(Recorded data)

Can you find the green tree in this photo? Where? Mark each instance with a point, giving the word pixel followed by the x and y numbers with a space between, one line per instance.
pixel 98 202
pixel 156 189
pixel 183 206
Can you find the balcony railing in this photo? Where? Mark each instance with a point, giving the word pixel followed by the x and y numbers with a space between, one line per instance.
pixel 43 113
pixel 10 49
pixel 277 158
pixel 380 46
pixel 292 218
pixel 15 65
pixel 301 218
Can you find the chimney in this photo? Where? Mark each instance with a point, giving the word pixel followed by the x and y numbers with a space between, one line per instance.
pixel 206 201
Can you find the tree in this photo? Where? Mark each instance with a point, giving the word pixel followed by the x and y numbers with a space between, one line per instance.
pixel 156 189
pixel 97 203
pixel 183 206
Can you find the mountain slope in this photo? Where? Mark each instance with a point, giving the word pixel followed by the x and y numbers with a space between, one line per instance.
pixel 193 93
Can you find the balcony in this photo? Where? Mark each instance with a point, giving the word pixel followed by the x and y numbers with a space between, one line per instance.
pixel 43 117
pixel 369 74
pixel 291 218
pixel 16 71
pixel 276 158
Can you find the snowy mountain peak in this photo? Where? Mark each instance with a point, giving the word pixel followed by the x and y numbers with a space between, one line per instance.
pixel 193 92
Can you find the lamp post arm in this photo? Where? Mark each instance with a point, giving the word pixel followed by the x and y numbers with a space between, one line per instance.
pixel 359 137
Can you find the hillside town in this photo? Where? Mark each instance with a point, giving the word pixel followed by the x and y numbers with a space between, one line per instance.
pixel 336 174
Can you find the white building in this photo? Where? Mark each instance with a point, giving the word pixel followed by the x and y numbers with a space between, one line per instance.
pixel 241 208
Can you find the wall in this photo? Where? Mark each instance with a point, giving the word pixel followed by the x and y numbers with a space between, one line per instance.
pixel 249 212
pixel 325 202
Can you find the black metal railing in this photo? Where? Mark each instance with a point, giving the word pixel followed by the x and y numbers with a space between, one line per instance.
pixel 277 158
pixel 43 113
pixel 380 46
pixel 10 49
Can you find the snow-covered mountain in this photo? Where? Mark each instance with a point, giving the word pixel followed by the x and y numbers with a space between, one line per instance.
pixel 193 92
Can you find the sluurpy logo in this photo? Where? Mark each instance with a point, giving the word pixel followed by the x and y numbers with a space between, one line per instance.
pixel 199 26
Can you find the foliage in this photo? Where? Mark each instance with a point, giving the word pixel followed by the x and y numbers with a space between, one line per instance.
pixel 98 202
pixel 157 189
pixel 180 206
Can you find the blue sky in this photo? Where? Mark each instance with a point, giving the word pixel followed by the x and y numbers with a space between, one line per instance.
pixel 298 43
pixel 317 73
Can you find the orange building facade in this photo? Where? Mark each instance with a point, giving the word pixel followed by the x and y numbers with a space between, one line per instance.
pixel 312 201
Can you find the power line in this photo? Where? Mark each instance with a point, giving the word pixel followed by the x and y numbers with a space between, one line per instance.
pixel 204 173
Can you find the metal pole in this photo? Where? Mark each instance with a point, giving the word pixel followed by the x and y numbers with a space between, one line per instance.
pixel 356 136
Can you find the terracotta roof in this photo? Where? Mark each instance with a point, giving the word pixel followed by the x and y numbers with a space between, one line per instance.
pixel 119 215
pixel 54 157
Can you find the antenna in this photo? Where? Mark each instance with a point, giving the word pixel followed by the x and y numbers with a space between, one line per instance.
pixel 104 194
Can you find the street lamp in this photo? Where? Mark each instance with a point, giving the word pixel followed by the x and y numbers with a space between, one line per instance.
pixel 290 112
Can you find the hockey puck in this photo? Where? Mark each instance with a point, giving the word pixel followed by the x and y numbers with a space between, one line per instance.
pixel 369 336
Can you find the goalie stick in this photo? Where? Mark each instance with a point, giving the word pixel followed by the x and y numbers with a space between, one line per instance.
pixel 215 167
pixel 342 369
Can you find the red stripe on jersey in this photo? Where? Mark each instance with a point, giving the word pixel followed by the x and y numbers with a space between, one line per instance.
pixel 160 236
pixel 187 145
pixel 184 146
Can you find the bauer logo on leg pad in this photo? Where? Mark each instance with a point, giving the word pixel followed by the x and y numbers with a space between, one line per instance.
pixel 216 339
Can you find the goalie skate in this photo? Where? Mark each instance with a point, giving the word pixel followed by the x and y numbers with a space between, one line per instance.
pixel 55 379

YOUR OBJECTIVE:
The answer is the full set of records, printed exactly as given.

WRITTEN REPLY:
Can you find the green tree in this photo? Where? Mark each instance with a point, giving the word pixel followed by the x and y numbers with a space between, one line per instance.
pixel 98 202
pixel 156 189
pixel 183 206
Can you find the balcony railing in this photo? Where? Mark each instance with a point, giving the word pixel followed by the x and y numbers with a space between, one line per instance.
pixel 43 113
pixel 10 49
pixel 277 158
pixel 380 46
pixel 292 218
pixel 15 65
pixel 301 218
Can you find the chimney in this photo? Where? Mark each instance with a point, giving the word pixel followed by the x and y numbers with a space between, one line per instance.
pixel 206 201
Can you find the tree in this photo? Where? Mark each instance with a point, giving the word pixel followed by the x and y numbers with a space between, one line per instance.
pixel 156 189
pixel 97 203
pixel 183 206
Can you find the mountain slope in this photo? Where? Mark each instance with a point, giving the word pixel followed by the x and y numbers with a space between, one line per instance.
pixel 193 93
Can you find the balcony in this photo? Where? Mark each instance with a point, giving the word pixel followed by the x and y numbers with a space between, one line per instance.
pixel 43 117
pixel 369 74
pixel 291 218
pixel 16 71
pixel 276 158
Can you find the snowy mountain peak in this photo? Where? Mark each instance with a point, giving the word pixel followed by the x and y numbers with a space between, one line per instance.
pixel 193 92
Can you find the lamp post arm in this photo? Where? Mark each instance with a point, giving the word pixel followed by the x and y numbers with a space between, one line per instance.
pixel 359 137
Can you find the hillside town in this photo? Where? Mark each instance with a point, giving the word pixel followed by the x and y numbers with a space between, one line per instance.
pixel 336 174
Can you find the white building in this photo? Where? Mark each instance with a point, giving the word pixel followed by the x and y numbers with a space between, one line per instance.
pixel 241 208
Can you find the wall in this photo? Where? Mark each instance with a point, giving the word pixel followed by the x and y numbers with a space between, one line per instance.
pixel 249 212
pixel 325 202
Can you find the black metal railing in this photo? Where? Mark each instance with a point, giving the word pixel followed by the x and y numbers with a space between, one line per instance.
pixel 277 158
pixel 43 113
pixel 380 46
pixel 10 49
Can you find the snow-covered mountain in this photo? Where? Mark each instance with a point, giving the word pixel followed by the x and y numbers with a space between, one line per instance.
pixel 193 92
Can you find the sluurpy logo in this photo? Where? Mark each instance with a point, giving the word pixel followed by the x and y numbers with a space between, one line per instance.
pixel 199 26
Can you find the foliage in this photo? Where? Mark each instance with a point, giving the word pixel followed by the x and y numbers with a space between, one line per instance.
pixel 98 202
pixel 157 189
pixel 180 206
Can you find the blue sky in this photo? Where? Mark each instance with a point, giving the word pixel followed by the x and y numbers with a space between, one line per instance.
pixel 298 43
pixel 317 73
Can you find the orange building facade in this photo? Where? Mark each instance with a point, giving the word pixel followed by the x and y numbers with a space between, one line per instance.
pixel 312 201
Can you find the power line in this photo? Where? Mark each instance with a point, giving the word pixel followed by the x and y numbers with a space between, one line per instance.
pixel 204 173
Can you find the metal pole in this photo? Where? Mark each instance with a point, giving the word pixel followed by the x and y numbers with a space between, one line per instance.
pixel 356 136
Can you find the terracotta roof in this photo? Where? Mark each instance with a point, giving the word pixel followed by the x and y numbers with a space between, one line per instance.
pixel 119 215
pixel 54 157
Can you find the antenna in this photo? Where? Mark each instance with a point, giving the word pixel followed by the x and y numbers with a space between, one line per instance.
pixel 104 194
Can you find the street lamp in this photo? Where? Mark each instance with a point, giving the word pixel followed by the x and y numbers with a space between, one line per instance.
pixel 290 112
Can you find the hockey puck in this photo? Where? Mark each instance with a point, giving the word pixel followed by the x and y numbers with a space between, one line per instance.
pixel 369 336
Can you find the goalie stick in this photo? Where? Mark each instance with a point, giving the word pixel followed by the x and y numbers with a space between, one line per instance.
pixel 215 167
pixel 342 369
Can you find the red stripe on jersey in this photo? Where? Mark each instance with a point, giving the word pixel followed by the x and y numbers with a space between, one line per instance.
pixel 160 236
pixel 187 145
pixel 184 146
Can you find the bauer logo on leg pad in this photo? Where? Mark each instance with a point, giving the word pixel followed by the x and y numbers with a space between, one line per instance.
pixel 216 339
Can you find the goalie skate in this photo? Where? Mark each instance with a point, giving the word pixel followed by the x and y numbers with a space between, one line per instance.
pixel 55 379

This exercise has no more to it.